── Extract to read ──

If just HCl was used no values would dissolve, straight HCl will not dissolve copper without an oxidizer like air, oxygen, or diluted hydrogen peroxide, if using an strong oxidizer like 30% hydrogen peroxide or nitric then the values can dissolve into solution, but if elemental base metals are un-dissolved the base metal will displace the values from solution, the base metal will dissolve into solution (oxidize losing electrons) and the values will cement onto remaining base metal or form insoluble metal powders, as the base metal is oxidized it gives electrons to the more valuable metal in solution so that the oxidized values become metal again (reduced gain of electrons).

So to answer your question the stannous chloride will not test for values that are not dissolved into solution (oxidized).

If you did not dissolve the values into solution you will not have any values to detect in solution with the stannous chloride test.

If you dissolved the values, but not totally dissolve all of the base metals were not totally dissolved you may not have values in solution, although you could by chance have some.

Also remember base metals in electronic components can be inside a component like layers of copper in between layers of fiberglass on multi-layer circuit boards, or under solder mask, or inside electronic packages like CPU's, if the acid reaches the metal and had gold in solution the gold could now be cemented inside these areas where you cannot see it anymore.

The stannous chloride test reduces values that are oxidized in solution the tin chloride gives electrons to the values, but also keeps them in solution as colorful colloids (colloids are metal particles that repel each other keeping each other in solution and not precipitating to the bottom of the vessel), the colorful reaction which help us determine if the metal we are looking for was in solution.

Very fine particles of gold like brown or black powdered elemental gold (like cemented gold) or very fine flakes of gold will normally settle to the bottom of a vessel, unless the solution is dirty with things like oils from your hands, dirty solutions from circuit boards oils heat sink grease, organic materials, or other nasty substances like tin from solder or a thick dirty copper chloride solution, these dirty solutions can hold fine elemental gold in solution, and the gold being a fine metal powder the stannous test will not detect it (the gold is already reduced, and stannous chloride cannot reduce it to the violet color).

Letting a solution settle the fine gold powder or flakes will normally settle, some floater can be sunk with a mist from a water spray bottle, and filtering solution may recover fine gold that is held in solution if there is any, but if tin (the gold could have formed colloids which will not settle) if the tin is involved then you may find even filtering almost impossible in this case the goop (if values involved) are best dehydrated, neutralized, rinsed, then dried, and incinerated, then the oxidized metal powder given a boil in HCl to help remove the tin.

Tin in nitric is impossible to filter, tin in HCl is not much better.

If you washed your material in HCl to dissolve the solder (tin will dissolve into solution), and, you did not use a strong oxidizer, then you did not dissolve gold, (some silver if involved in the solder along with lead will form insoluble white or gray chloride powders as the solder breaks down (these two metals can be separated with boiling hot water, lead chloride in hot water is somewhat soluble silver chloride is insoluble), the HCl alone without an oxidizer can help to remove some of the troubles discussed above concerning the tin in solution.

───
── Dataset rows ──

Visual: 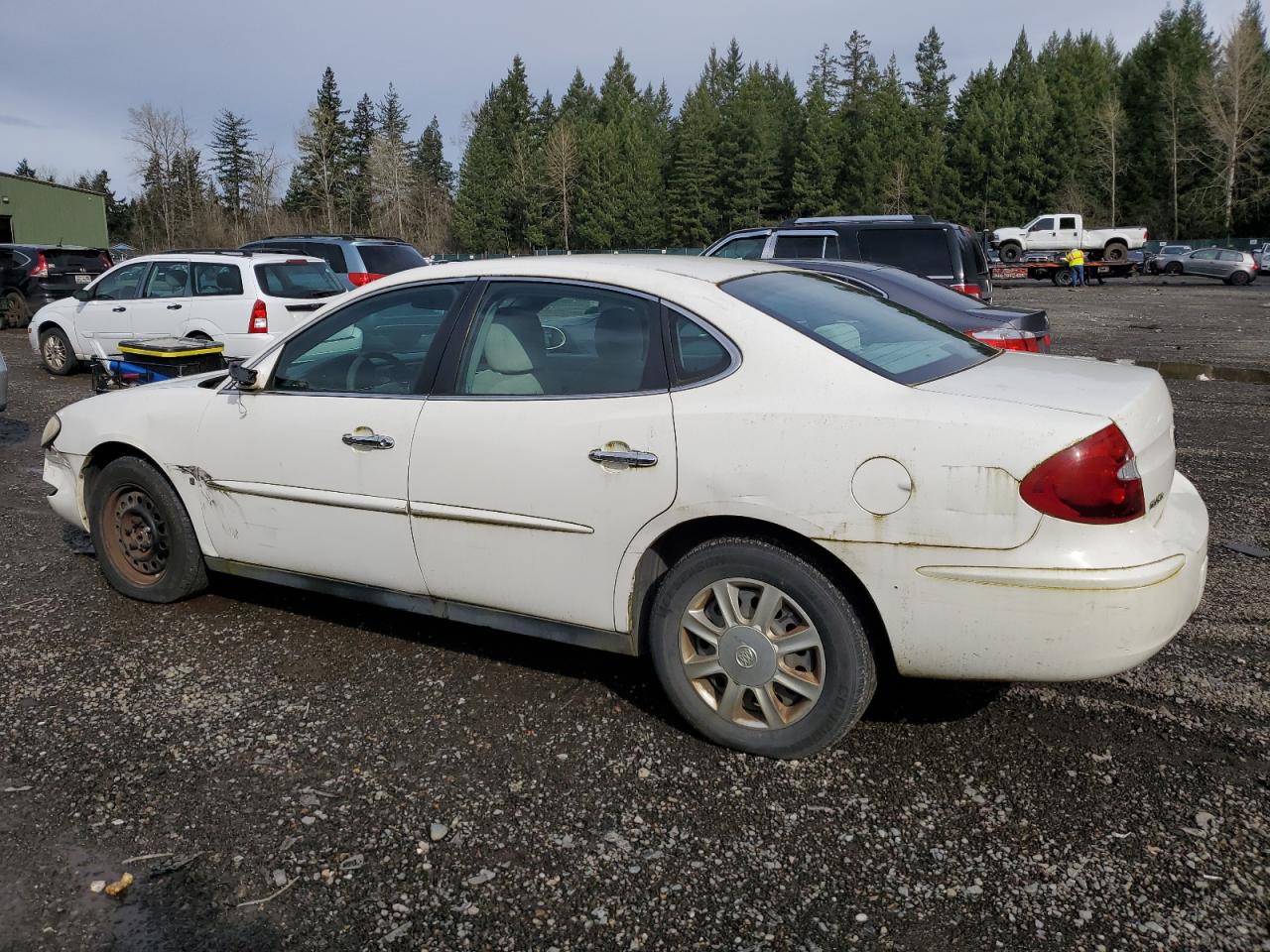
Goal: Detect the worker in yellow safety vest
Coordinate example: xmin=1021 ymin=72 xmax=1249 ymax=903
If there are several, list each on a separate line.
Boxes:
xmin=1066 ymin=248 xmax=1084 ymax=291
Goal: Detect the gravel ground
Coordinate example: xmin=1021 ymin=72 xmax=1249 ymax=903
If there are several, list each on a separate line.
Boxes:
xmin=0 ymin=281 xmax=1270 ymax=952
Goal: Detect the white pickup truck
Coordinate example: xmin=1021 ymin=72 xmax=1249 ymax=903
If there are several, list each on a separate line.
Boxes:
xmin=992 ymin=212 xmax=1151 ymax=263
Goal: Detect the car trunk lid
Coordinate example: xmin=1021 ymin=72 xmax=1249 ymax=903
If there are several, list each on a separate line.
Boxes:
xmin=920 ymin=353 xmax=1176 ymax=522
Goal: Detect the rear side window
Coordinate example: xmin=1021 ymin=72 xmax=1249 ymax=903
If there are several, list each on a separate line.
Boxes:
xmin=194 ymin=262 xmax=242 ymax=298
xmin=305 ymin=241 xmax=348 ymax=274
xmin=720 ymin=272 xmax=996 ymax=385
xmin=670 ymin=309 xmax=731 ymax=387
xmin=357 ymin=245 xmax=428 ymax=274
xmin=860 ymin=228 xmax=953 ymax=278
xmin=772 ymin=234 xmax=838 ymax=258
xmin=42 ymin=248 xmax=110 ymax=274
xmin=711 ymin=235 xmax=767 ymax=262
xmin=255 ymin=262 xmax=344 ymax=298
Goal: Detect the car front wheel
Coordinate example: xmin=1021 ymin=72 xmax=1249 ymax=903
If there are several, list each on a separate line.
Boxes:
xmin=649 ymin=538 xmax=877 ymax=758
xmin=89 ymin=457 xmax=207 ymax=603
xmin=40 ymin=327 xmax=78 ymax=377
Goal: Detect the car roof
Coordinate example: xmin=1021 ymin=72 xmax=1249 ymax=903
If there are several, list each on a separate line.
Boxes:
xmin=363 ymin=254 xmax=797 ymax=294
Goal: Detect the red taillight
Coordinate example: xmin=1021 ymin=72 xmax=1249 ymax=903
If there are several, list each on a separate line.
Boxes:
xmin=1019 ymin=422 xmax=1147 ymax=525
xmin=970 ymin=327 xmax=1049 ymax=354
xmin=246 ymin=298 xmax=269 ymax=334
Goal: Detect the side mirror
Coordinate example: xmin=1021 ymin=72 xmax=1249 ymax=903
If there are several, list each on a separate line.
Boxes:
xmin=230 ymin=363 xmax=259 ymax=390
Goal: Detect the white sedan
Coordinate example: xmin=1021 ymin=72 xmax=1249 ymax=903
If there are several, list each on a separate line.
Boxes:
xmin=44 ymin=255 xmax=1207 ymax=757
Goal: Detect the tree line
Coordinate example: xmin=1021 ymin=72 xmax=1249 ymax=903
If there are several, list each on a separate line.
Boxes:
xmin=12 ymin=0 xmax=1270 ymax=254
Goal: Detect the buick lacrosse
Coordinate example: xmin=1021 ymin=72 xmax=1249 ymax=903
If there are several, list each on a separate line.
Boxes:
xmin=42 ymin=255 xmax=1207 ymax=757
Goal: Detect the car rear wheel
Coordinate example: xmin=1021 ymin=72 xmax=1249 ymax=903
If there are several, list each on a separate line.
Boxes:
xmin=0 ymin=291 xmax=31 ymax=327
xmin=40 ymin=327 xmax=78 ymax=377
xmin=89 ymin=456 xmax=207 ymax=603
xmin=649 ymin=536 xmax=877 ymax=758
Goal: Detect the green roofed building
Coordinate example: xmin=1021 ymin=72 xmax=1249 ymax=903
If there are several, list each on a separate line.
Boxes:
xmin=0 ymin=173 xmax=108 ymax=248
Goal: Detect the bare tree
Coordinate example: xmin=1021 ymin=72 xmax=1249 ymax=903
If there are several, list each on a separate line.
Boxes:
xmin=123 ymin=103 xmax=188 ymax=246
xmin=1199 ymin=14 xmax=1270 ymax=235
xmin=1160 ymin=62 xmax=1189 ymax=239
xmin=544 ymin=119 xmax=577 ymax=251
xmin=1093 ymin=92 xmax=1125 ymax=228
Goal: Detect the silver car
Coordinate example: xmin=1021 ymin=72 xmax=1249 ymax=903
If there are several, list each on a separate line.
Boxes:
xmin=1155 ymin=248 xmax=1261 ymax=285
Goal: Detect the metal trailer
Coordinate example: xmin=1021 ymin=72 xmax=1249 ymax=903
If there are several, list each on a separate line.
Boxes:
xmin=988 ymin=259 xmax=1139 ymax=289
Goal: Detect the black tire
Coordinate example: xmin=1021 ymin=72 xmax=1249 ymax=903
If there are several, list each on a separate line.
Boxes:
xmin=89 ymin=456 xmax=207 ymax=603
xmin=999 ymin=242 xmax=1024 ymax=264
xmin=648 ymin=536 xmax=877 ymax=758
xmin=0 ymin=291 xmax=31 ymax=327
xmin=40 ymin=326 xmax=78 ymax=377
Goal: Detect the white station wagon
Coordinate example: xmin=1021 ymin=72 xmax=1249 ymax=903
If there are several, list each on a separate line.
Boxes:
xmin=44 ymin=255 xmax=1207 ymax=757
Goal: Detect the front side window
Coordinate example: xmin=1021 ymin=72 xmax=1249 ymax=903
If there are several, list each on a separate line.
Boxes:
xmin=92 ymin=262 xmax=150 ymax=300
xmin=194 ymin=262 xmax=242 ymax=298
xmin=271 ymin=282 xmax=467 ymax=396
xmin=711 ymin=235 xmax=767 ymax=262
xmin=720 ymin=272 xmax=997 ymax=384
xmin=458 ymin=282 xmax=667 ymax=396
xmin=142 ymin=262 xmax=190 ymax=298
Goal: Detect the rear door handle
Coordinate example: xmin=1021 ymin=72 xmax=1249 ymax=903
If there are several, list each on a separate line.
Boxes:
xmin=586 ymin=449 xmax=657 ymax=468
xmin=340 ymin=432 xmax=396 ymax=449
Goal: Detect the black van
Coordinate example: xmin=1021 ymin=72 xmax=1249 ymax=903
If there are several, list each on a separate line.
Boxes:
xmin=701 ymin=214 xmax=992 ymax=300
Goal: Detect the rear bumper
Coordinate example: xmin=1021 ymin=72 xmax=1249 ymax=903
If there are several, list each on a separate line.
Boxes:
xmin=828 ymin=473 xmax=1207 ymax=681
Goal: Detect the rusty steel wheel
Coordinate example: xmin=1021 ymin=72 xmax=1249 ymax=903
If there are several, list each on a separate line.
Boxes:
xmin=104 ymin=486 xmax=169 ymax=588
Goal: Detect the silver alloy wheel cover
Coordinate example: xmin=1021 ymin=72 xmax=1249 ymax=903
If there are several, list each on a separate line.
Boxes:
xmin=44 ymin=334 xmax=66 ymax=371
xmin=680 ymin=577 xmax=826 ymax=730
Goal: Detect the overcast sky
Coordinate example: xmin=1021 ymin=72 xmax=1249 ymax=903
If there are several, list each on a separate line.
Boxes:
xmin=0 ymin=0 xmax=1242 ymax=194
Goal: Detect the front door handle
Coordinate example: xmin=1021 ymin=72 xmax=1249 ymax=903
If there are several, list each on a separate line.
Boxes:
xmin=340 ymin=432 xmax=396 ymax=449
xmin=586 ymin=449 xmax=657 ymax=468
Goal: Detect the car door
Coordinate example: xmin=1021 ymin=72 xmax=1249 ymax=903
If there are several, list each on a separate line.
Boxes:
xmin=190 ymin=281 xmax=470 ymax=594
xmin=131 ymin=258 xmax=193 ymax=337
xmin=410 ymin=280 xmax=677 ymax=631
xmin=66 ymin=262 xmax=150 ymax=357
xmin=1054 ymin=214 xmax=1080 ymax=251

───

Set task 1:
In the forum post on stannous chloride testing, what can be used to separate lead chloride from silver chloride?
Set task 2:
Pick up the forum post on stannous chloride testing after its last sentence and keep writing it.

Reply 1:
Boiling hot water, because lead chloride is somewhat soluble in it and silver chloride is insoluble.

Reply 2:
----------



## NobleMetalWorks (Aug 1, 2012)

I vote this to be a sticky

Nice post Butcher!



butcher said:


> If just HCl was used no values would dissolve, straight HCl will not dissolve copper without an oxidizer like air, oxygen, or diluted hydrogen peroxide, if using an strong oxidizer like 30% hydrogen peroxide or nitric then the values can dissolve into solution, but if elemental base metals are un-dissolved the base metal will displace the values from solution, the base metal will dissolve into solution (oxidize losing electrons) and the values will cement onto remaining base metal or form insoluble metal powders, as the base metal is oxidized it gives electrons to the more valuable metal in solution so that the oxidized values become metal again (reduced gain of electrons).
> 
> So to answer your question the stannous chloride will not test for values that are not dissolved into solution (oxidized).
> 
> ...


----------



## goldpete (Aug 10, 2012)

i soak my boards in nitric for 2 days , it works so well , the boards come out completely stripped , every single thing comes off them and i see gold flake everywhere


----------



## patnor1011 (Aug 10, 2012)

You will also see dissolved tin everywhere. It will be gel which makes filtering nearly impossible. This get will coat your flakes too. At this stage it will be difficult to get rid of that.


----------



## im1badpup1 (Dec 27, 2017)

Its an old thread i know but, to aid filtering tin in hcl, its a very fine powder what clogs the filterpaper wanting to hold onto the liquid its in?

What i do with similar problematic materials when filtering is use an inert material the powder gets trapped in without instantly blocking. Packing glass wool onto the filter paper, youll figure how densely, and filter small amounts before emptying the buchner filter, dont suck each batch dry concentrate them down and do it all in one at the end. Squeeze out the glass wool and reuse the wool. Using two filter papers believe it or not helps somewhat.
Apply the vacuum slowly each time. To fast and hard compacts the material too tightly blocking the paper.
(As an example of what i mean dairy milk filters are a layer of paper then cotton wool then paper to prevent filters clogging or slowing down in use)
Any material whats difficult to filter because it clogs check out using things like glass wool, sand, even salt layered on top of the filter paper depending on what youre filtering, just be sure its inert or easily separateable.
Ive used a soft brush before today gently moving the hard to filter material on the filterpaper as it vacuum filters. It does noticably help but you dont really want to be tied down doing this unless theres no other option.

That 'gel' been described i think a substance like that you could do some research and find something to add as a decoagulant.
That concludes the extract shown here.